# Your objective
Pictures do not belong in the copy, so please give every entry below again exactly.

□ □ □

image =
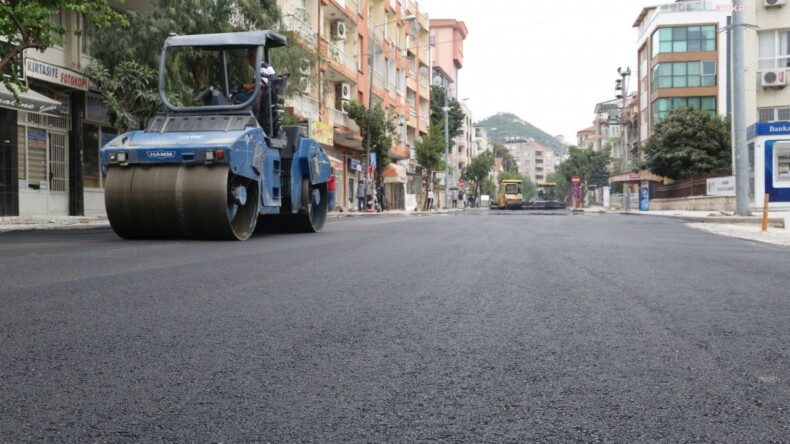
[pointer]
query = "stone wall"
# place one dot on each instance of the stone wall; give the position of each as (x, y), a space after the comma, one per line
(697, 203)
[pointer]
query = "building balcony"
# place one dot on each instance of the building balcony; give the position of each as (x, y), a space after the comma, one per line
(301, 28)
(399, 152)
(304, 107)
(338, 118)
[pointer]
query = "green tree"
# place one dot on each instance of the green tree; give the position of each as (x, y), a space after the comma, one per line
(378, 131)
(141, 40)
(590, 166)
(455, 121)
(688, 143)
(478, 170)
(430, 153)
(130, 93)
(27, 24)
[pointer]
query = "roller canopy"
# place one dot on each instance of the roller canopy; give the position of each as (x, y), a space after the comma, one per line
(269, 39)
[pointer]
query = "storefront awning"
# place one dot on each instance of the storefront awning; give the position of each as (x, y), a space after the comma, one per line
(30, 101)
(394, 174)
(337, 164)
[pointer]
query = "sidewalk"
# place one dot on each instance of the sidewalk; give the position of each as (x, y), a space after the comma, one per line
(723, 223)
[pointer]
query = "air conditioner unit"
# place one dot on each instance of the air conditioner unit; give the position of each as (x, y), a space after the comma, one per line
(342, 105)
(304, 66)
(339, 30)
(773, 78)
(305, 85)
(343, 91)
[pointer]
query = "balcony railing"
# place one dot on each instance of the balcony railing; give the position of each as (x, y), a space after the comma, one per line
(339, 118)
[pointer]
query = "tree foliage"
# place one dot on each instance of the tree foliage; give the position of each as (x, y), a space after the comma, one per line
(430, 151)
(589, 165)
(688, 143)
(378, 131)
(28, 24)
(141, 40)
(455, 121)
(528, 189)
(129, 93)
(478, 170)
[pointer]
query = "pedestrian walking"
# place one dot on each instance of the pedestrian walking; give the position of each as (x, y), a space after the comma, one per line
(331, 187)
(380, 193)
(361, 196)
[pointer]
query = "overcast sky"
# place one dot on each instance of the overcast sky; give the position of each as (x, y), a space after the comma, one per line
(548, 62)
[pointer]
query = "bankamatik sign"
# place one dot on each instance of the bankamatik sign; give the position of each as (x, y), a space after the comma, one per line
(721, 186)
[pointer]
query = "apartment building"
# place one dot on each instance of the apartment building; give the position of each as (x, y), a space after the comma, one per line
(767, 86)
(49, 143)
(373, 52)
(767, 66)
(535, 161)
(682, 60)
(447, 59)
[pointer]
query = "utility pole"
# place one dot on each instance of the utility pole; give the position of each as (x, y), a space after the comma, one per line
(446, 149)
(739, 112)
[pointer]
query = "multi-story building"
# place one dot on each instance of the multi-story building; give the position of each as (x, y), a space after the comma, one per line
(585, 139)
(374, 52)
(767, 84)
(49, 143)
(682, 59)
(447, 58)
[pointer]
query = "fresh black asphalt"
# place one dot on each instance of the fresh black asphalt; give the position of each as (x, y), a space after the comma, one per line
(479, 326)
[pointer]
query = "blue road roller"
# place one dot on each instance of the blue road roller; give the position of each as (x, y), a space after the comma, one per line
(216, 164)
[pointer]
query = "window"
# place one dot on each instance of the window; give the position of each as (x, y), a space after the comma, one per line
(684, 39)
(774, 114)
(774, 49)
(87, 34)
(662, 107)
(684, 74)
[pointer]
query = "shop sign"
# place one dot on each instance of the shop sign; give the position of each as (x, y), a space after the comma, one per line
(55, 74)
(721, 186)
(64, 100)
(322, 133)
(36, 138)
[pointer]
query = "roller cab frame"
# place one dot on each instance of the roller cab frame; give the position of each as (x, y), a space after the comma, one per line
(216, 164)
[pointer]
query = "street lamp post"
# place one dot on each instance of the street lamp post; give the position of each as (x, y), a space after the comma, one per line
(368, 185)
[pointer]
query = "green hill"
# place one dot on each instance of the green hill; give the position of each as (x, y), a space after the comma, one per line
(510, 125)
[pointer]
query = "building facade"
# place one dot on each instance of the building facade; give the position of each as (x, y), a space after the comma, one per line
(682, 60)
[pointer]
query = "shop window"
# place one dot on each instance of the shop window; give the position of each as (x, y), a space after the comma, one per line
(37, 158)
(782, 164)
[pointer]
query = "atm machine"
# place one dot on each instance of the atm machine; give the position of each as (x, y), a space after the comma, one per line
(769, 164)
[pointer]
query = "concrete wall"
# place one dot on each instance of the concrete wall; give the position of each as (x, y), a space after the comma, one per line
(698, 203)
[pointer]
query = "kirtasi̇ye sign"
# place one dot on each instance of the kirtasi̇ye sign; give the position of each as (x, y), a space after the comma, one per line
(322, 133)
(55, 74)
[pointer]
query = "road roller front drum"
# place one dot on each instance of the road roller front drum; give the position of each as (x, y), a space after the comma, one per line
(181, 202)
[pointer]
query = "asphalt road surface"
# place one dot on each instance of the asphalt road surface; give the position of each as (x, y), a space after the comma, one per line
(480, 326)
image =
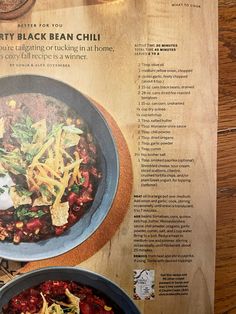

□ □ □

# Result of this task
image =
[pointer]
query = "stone wall"
# place one dot on each instance of the stone wall; give the position of each as (x, y), a space after the comma, one per line
(697, 203)
[pointer]
query = "building balcony"
# place one dot on each instance of the building balcony; give the position of each as (x, y), a space after the comma, one per line
(301, 28)
(399, 152)
(304, 107)
(338, 118)
[pointer]
query = "green tree"
# place one dot on each instance of the green tree; give the position of each as (x, y), a space after the comma, one per line
(378, 131)
(141, 40)
(590, 166)
(455, 121)
(688, 143)
(478, 170)
(430, 153)
(130, 93)
(27, 24)
[pointer]
query = "roller canopy"
# place one dot on each instance of the roller canopy; give the position of each as (x, y), a space after the comma, one per line
(269, 39)
[pointer]
query = "storefront awning"
# place one dot on each instance of the storefront awning; give the position of each as (x, y), a space after the comma, one per line
(30, 101)
(394, 174)
(337, 164)
[pointer]
query = "sidewalk"
# place one dot on each instance of the sidewalk; give the position of each as (x, y), a space after the comma, one per line
(723, 223)
[pointer]
query = "air conditioner unit"
# place one dot on each instance of the air conditioner unit; give the position of each as (x, y), a space after the comma, one per line
(342, 105)
(304, 66)
(339, 30)
(773, 78)
(305, 85)
(343, 91)
[pointer]
query = "balcony railing"
# place one dot on each instance of the balcony railing; give the position of each as (x, y), a space after the comma, one per line
(339, 118)
[pointer]
query = "tree foliage"
# place one dot on each instance of the tree foliage; give the position of each as (x, y), a space after the comma, one per line
(430, 151)
(589, 165)
(688, 143)
(378, 131)
(28, 24)
(141, 40)
(455, 121)
(528, 189)
(129, 93)
(478, 170)
[pointer]
query = "pedestrian walking"
# place one dot on each instance of the pedestrian walking; give the position of each as (x, y), a space after the comma, one per line
(331, 187)
(380, 193)
(361, 196)
[pointer]
query = "overcast sky"
# place one dot on each instance of the overcast sky; give the position of each as (x, y), a space after the comma, one per line
(548, 62)
[pointer]
query = "bankamatik sign"
# place one dot on each instance of the bankamatik sign; give the position of each as (x, y), a space after the comma, one per line
(721, 186)
[pointer]
query = "apartment building"
# place one dot on each instance of the apartment building; give the position of each as (x, y), a space after the comma, one per line
(767, 86)
(49, 143)
(373, 52)
(767, 66)
(535, 161)
(682, 60)
(447, 59)
[pointer]
query = "utility pole"
# place one dot on each instance of the utility pole; give the position of each as (x, y), a space after the comma, one per line
(446, 149)
(739, 112)
[pointer]
query = "multi-story building"
# place one dot on each instance of the multi-story building; give the position of each as (x, y), a space after the comma, one per line
(585, 139)
(374, 52)
(767, 84)
(49, 143)
(682, 59)
(447, 58)
[pointer]
query = "fresh black asphalt"
# place one dot on each instance of the fresh black asphalt; give the position of each as (x, y), a space after the comma, one per line
(479, 326)
[pointer]
query = "blue road roller"
# place one dot on each instance of the blue road roller; give the position of each as (x, y), a space after the comma, one per line
(216, 164)
[pointer]
query = "window"
# place one dot on each instance of the window; give the position of each as (x, y), a space after the comma, one per line
(684, 39)
(774, 114)
(774, 49)
(87, 34)
(662, 107)
(684, 74)
[pointer]
query = "shop sign"
# place one dot on each instance of the shop sign; give the position of each as (x, y), a space after the comma, one per line
(55, 74)
(721, 186)
(64, 100)
(322, 133)
(36, 138)
[pointer]
query = "roller cab frame"
# place one dot on each instance of the roller cab frame; give the position of each as (x, y), a space after the comma, one per line
(216, 164)
[pointer]
query = "street lamp post"
# place one dot on each instance of the street lamp post; give the position of each as (x, y), a space after the comma, one per line
(368, 185)
[pointer]
query = "green hill"
# place one dot on each instance of the green hill; give the position of each as (x, y), a space after the comma, one per line
(510, 125)
[pointer]
query = "building facade"
# place one dot on each instance of the building facade; give the position of each as (x, y), a space after the comma, one per line
(682, 60)
[pointer]
query = "shop window"
# place one dot on each instance of the shop window; give the position of each as (x, y), a space after the comma, one per line
(37, 158)
(782, 164)
[pointer]
query = "atm machine"
# place one dot on each instance of the atm machine; give the position of each as (x, y), a space after the comma, one per line
(769, 164)
[pointer]
query = "concrete wall"
# place one dot on each instance of the concrete wall; give the position of each as (x, y), a space after the comma, one per line
(698, 203)
[pointer]
query = "kirtasi̇ye sign"
# place one dot on each instance of the kirtasi̇ye sign; give the position of each as (x, y), a space after the comma, one per line
(322, 133)
(55, 74)
[pointer]
query = "road roller front drum"
# place one dot on each instance of the road roller front drum; give the position of each as (x, y), a space after the comma, one per line
(181, 202)
[pointer]
query = "asphalt road surface"
# place one dot on each instance of the asphalt road surface; give the position of each as (x, y), a space after the comma, one per line
(480, 326)
image =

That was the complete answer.